(Saved data entries)
☆ ☆ ☆ ☆ ☆ ☆ ☆

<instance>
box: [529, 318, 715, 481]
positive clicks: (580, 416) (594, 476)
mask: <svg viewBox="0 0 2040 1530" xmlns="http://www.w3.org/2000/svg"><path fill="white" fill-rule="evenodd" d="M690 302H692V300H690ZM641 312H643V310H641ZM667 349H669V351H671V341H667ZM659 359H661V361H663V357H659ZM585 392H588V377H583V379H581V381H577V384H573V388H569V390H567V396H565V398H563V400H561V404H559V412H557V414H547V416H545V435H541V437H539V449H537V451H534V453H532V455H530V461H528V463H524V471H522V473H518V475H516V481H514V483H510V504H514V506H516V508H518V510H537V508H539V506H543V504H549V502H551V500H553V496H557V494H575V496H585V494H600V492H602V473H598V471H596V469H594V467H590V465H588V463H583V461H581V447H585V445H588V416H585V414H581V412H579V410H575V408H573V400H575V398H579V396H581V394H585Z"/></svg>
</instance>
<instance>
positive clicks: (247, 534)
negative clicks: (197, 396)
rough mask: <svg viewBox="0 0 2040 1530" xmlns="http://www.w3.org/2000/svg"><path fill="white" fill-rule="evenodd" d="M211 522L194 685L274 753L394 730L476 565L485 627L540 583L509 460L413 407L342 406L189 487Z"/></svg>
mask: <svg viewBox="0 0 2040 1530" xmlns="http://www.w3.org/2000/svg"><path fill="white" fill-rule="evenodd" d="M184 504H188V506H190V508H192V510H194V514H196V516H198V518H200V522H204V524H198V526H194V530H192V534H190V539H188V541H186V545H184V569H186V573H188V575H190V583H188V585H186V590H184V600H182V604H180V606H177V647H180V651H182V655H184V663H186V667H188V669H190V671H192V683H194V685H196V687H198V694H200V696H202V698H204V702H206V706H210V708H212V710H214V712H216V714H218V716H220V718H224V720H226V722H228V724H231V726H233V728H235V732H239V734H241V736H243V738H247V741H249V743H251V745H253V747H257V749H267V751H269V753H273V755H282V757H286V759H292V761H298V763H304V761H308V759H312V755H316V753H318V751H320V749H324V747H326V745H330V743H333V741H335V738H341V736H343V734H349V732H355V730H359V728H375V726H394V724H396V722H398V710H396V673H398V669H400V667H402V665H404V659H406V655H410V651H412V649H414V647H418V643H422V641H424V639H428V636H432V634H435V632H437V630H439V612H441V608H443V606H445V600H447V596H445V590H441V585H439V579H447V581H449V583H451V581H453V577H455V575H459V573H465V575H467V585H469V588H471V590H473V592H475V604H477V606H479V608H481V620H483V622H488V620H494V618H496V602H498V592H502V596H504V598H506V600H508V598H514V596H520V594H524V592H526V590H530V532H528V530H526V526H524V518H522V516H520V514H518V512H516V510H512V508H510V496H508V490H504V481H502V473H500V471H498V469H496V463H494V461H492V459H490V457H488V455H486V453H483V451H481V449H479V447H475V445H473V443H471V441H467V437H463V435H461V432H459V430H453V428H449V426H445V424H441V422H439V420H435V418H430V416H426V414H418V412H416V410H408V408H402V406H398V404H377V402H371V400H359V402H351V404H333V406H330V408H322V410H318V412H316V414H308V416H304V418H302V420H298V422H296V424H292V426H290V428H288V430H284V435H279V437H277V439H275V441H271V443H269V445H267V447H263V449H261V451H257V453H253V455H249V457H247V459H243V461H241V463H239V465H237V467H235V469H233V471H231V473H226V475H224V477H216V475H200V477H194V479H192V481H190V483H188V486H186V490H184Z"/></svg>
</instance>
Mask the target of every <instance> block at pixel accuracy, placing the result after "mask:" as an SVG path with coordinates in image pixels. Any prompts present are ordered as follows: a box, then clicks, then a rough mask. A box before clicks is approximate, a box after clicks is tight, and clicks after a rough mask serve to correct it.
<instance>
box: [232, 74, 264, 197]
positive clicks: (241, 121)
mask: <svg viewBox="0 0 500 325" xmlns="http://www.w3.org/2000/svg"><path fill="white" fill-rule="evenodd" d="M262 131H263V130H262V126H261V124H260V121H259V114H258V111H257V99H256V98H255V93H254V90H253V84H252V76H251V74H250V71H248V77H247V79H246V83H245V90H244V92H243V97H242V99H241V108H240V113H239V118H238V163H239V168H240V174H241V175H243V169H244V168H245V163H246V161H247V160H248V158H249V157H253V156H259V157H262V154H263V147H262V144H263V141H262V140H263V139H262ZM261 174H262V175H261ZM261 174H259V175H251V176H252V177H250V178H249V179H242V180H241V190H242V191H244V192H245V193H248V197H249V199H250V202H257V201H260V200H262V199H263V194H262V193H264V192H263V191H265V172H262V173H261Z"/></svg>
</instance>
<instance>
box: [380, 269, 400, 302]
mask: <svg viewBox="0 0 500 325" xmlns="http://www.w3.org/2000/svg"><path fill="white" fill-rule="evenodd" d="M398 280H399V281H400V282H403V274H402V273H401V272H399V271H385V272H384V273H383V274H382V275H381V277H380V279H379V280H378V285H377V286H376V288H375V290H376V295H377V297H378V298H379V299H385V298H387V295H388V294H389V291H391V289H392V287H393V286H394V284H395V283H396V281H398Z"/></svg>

☆ ☆ ☆ ☆ ☆ ☆ ☆

◆ Task directions: One inclusive range is required: first line of the data through the line containing "negative clicks: (197, 396)". Set it down exactly and output nothing else.

◆ Solution to this task:
<instance>
box: [529, 318, 715, 481]
positive clicks: (580, 416) (594, 476)
mask: <svg viewBox="0 0 2040 1530" xmlns="http://www.w3.org/2000/svg"><path fill="white" fill-rule="evenodd" d="M690 302H692V300H690ZM641 312H643V310H641ZM667 349H669V351H671V341H667ZM659 359H661V361H663V357H659ZM585 392H588V377H583V379H581V381H577V384H573V388H569V390H567V396H565V398H563V400H561V404H559V412H557V414H547V416H545V435H541V437H539V449H537V451H534V453H532V455H530V461H528V463H524V471H522V473H518V475H516V481H514V483H510V504H514V506H516V508H518V510H537V508H539V506H543V504H549V502H551V500H553V496H557V494H575V496H585V494H600V492H602V473H598V471H596V469H594V467H590V465H588V463H583V461H581V447H585V445H588V416H585V414H581V412H579V410H575V408H573V400H575V398H579V396H581V394H585Z"/></svg>
</instance>
<instance>
positive clicks: (247, 534)
negative clicks: (197, 396)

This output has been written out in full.